═══ Extracted text ═══

In January, Winsor was pleased to welcome social justice advocate and speaker Jamira Burley to join the weekly all-school virtual assembly. Recognized by the Obama White House as a “Champion of Change,” Ms. Burley is a 2020 Oprah Magazine Visionary and a Forbes “30 Under 30” honoree. Ms. Burley's also paid a virtual visit to Winsor in August, joining faculty and staff for an empowering session before the start of the 2020-2021 school year.

The heart of this weekly assembly with students was centered around the idea that youth can be the change, but “it’s on us.” Before Ms. Burley spoke, students shared reflections on the topic.

First, we heard from the Lower School club “This Book Is Anti-Racist.” The club started as an online Summer@Winsor class where students encountered a “buffet” of ideas about race, identity, systemic racism, and action. Following the framework of This Book Is Anti-Racist, club faculty advisor Ms. Uhre used author Tiffany Jewel’s journaling prompts to guide student reflection and discussion. 

Club member and Class III student Theo said, “Some main themes that I learned from our club are what microaggressions are and how to spot some in society. We also discussed how privilege does not mean that you have not had to work hard, it means there are some things you have never had to worry about.”

Celeste from Class IV added, “My biggest takeaway from this club was learning that systemic racism is supported by people with privilege not challenging their personal prejudices...I also realized that even with good intentions, many people who are privileged because of their race struggle to understand what that really means and as a result continue to add to the problem.”

═══ Extracted records ═══

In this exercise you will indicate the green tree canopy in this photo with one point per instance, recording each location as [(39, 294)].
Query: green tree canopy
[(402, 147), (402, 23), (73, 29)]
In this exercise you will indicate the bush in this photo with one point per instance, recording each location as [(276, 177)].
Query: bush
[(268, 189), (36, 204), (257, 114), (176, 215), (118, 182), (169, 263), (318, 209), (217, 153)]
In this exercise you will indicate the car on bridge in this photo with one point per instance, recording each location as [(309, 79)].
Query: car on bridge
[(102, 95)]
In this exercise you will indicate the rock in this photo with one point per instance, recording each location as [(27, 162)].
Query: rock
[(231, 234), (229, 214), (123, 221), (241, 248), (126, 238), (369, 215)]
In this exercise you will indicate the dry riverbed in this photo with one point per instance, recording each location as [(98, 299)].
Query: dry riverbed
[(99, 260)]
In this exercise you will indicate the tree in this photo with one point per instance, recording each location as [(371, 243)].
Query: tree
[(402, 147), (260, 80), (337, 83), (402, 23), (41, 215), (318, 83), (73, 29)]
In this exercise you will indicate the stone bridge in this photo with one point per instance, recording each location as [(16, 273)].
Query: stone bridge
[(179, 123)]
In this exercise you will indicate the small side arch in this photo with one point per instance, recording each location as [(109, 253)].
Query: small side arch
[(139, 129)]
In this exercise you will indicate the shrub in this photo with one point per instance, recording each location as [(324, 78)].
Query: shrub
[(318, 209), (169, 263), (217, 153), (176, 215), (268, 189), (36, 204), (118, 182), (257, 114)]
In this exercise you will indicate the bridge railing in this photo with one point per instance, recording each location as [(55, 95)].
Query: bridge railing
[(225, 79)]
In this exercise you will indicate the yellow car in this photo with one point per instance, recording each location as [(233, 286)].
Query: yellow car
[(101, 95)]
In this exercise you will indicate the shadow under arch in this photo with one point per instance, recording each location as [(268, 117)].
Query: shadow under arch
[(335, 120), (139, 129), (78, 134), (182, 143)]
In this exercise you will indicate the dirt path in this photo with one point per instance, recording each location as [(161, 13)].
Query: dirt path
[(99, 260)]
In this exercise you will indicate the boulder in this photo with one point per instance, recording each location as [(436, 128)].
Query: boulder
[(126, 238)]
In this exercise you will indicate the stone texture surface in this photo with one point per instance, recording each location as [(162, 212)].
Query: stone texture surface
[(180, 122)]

═══

* What to do
1/ Rewrite the assembly text from "The heart of" to "reflection and discussion.", putting "writing prompts" in place of "journaling prompts".
2/ Print the lines of the records from the line with "In this exercise you will indicate the small" to the line with "[(101, 95)]", both included, exactly as they stand.
The text and the records have no connection to each other.

* Outputs for the tasks
1/
The heart of this weekly assembly with students was centered around the idea that youth can be the change, but “it’s on us.” Before Ms. Burley spoke, students shared reflections on the topic.

First, we heard from the Lower School club “This Book Is Anti-Racist.” The club started as an online Summer@Winsor class where students encountered a “buffet” of ideas about race, identity, systemic racism, and action. Following the framework of This Book Is Anti-Racist, club faculty advisor Ms. Uhre used author Tiffany Jewel’s writing prompts to guide student reflection and discussion.

2/
In this exercise you will indicate the small side arch in this photo with one point per instance, recording each location as [(109, 253)].
Query: small side arch
[(139, 129)]
In this exercise you will indicate the shrub in this photo with one point per instance, recording each location as [(324, 78)].
Query: shrub
[(318, 209), (169, 263), (217, 153), (176, 215), (268, 189), (36, 204), (118, 182), (257, 114)]
In this exercise you will indicate the bridge railing in this photo with one point per instance, recording each location as [(55, 95)].
Query: bridge railing
[(225, 79)]
In this exercise you will indicate the yellow car in this photo with one point per instance, recording each location as [(233, 286)].
Query: yellow car
[(101, 95)]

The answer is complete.